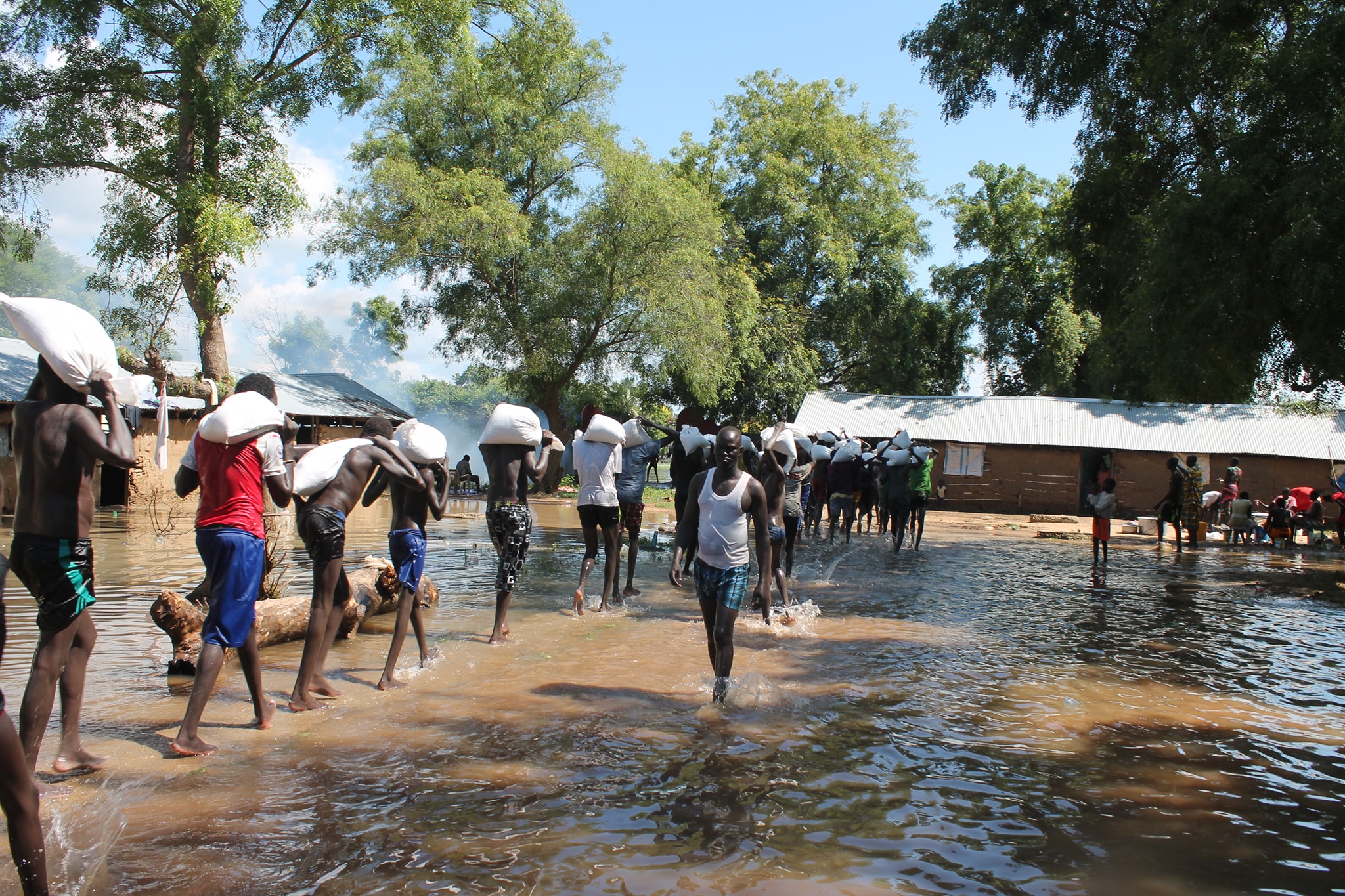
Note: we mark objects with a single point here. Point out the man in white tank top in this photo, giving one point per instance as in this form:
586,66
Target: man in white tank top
716,516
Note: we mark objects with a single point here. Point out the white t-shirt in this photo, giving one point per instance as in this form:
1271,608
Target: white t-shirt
596,465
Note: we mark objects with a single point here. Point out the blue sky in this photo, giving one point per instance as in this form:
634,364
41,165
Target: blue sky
680,60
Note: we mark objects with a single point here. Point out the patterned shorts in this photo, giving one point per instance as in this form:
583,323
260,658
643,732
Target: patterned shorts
510,524
728,587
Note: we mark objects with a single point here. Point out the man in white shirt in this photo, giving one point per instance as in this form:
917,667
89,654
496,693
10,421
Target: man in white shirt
596,467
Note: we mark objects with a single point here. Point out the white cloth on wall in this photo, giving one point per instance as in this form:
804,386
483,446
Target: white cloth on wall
965,459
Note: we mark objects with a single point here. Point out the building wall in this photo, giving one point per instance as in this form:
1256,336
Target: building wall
1016,480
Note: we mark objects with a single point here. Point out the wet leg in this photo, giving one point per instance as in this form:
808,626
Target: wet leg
72,754
324,589
631,591
19,801
49,661
187,743
405,603
586,566
500,630
611,563
249,657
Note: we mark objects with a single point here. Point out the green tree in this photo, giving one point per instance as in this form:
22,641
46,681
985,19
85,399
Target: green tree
1020,288
307,345
548,250
821,203
179,104
1206,215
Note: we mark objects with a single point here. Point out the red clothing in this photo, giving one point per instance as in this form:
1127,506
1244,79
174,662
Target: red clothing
232,480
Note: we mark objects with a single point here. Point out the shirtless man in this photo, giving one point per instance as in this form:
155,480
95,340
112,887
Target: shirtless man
508,516
57,440
18,790
232,540
407,547
774,481
322,526
721,500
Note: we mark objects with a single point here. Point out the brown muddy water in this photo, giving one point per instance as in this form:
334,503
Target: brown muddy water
986,716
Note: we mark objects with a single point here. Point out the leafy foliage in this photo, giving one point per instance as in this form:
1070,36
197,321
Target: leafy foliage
820,199
1207,213
549,251
1020,291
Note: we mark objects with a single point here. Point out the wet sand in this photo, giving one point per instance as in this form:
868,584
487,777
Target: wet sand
988,716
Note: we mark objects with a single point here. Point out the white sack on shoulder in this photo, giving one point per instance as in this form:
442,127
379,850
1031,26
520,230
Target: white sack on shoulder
317,469
604,429
635,435
512,425
420,442
241,417
73,341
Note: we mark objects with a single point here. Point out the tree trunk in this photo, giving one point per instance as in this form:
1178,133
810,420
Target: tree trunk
282,620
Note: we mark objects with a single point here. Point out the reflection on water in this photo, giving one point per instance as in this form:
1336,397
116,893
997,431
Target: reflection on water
988,716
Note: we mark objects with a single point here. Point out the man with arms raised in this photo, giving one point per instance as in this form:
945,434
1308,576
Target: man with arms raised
510,467
716,515
407,545
322,526
232,540
57,440
630,494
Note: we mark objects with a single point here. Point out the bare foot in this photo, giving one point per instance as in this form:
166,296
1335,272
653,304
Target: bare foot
323,689
307,704
263,721
191,747
78,759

→ **Stated task**
Transcribe the records above exactly, leaving out every picture.

→ **Reply to the task**
Note: we mark objects with a single point here. Point out the man in white tank top in this photo, giving one point per instance as in this form:
586,66
Target: man in white tank top
716,516
Note: we mark objects with a single point here. Point out the white t-shirt in this photo, giving one point per instance as in this form:
1271,608
Target: white t-shirt
596,465
Note: we mark objects with a single point here. Point out the blue sky in this photo, giving one point per instance as in this form:
634,364
41,165
Target: blue sky
680,60
Note: we mark objects with a single point here. Point out the patterned shorts in this photo, giving one point per instance as in this form:
583,323
260,658
643,732
Target: patterned shorts
510,524
728,587
Note: we mark objects with a single point here. Point out the man in white shirt in this photo, giving one point per instance as in this form:
917,667
89,654
496,693
10,421
Target: man in white shirt
596,467
Note: we mark objects with a single point here. Point out the white cloth on wall in this photo, giving one point per instance as in this form:
804,386
483,446
Target: white cloth on wall
965,459
Note: we mark objects with a single point here. Point out the building wall in this photo, giving one point per instance as in this form:
1256,336
Target: building wall
1016,480
Note: we mark objects with a single point here. Point out the wet leg in this photo, giving one point per instance as in this form:
808,626
Target: wet leg
72,754
324,589
631,591
19,801
49,661
187,743
405,603
586,566
500,630
611,563
249,657
Note: we mark objects with a single point here. Point out the green tree in this photo, giving one point per instance as in this form:
22,641
46,681
985,19
85,399
Target: green tree
1020,288
307,345
548,250
821,203
179,104
1206,215
Note: we mark objects with a single point here. Point out the red clothing in this photo, giving one point per instance as in this form:
1127,506
1244,79
174,662
Target: red clothing
232,480
Note: we mark objects with a single point here. Point out the shirtless man in this photo, giving one point per instance as in this form:
155,480
95,340
112,887
Target: shirtless man
508,516
57,440
18,790
232,540
407,547
774,481
322,526
721,500
Note: we mark objects with a single point here. Point out the brown muddy water in this photo, giving one point per instance as in this form:
334,503
Target: brown muddy water
986,716
Note: we mark objects with a single point here. Point out the leafy foliage in this photo, giving one point per instance as in this form:
1070,36
197,321
Target: leafy foliage
820,199
1207,213
549,251
1020,291
Note: we mark objects with a single point here. Point out the wet sand in this photo, giving one point per instance as in this form:
868,584
487,777
Target: wet sand
988,716
Note: we mark objects with a single point here. Point out the white sack on shoulder in this photo, giving one point per instance as in this form:
442,127
379,850
1031,26
520,230
Target: white sack on shoulder
317,469
604,429
635,435
512,425
420,442
241,417
73,341
Note: we mark objects with a single point here. Point out the tree trunk in this photo, giving one point per instance as in this form:
1178,133
810,420
Target: tree trunk
282,620
Note: we mark objects with a single point here. Point out the reflection on water in this photo, giving one point per instance as in this form:
1336,397
116,893
997,431
Target: reflection on water
988,716
Note: we mark objects with a single point here. Point out the man with arms raised in this photo, giving one point per instance as in this form:
945,434
1308,576
Target: man with arms raised
510,467
716,515
407,545
322,526
232,540
57,440
630,494
Note: we mark objects with a single point here. Point out the bare foot in this photo, giving one point per instance as in this form:
166,296
1335,272
653,304
Target: bare foot
323,689
307,704
263,721
191,747
78,759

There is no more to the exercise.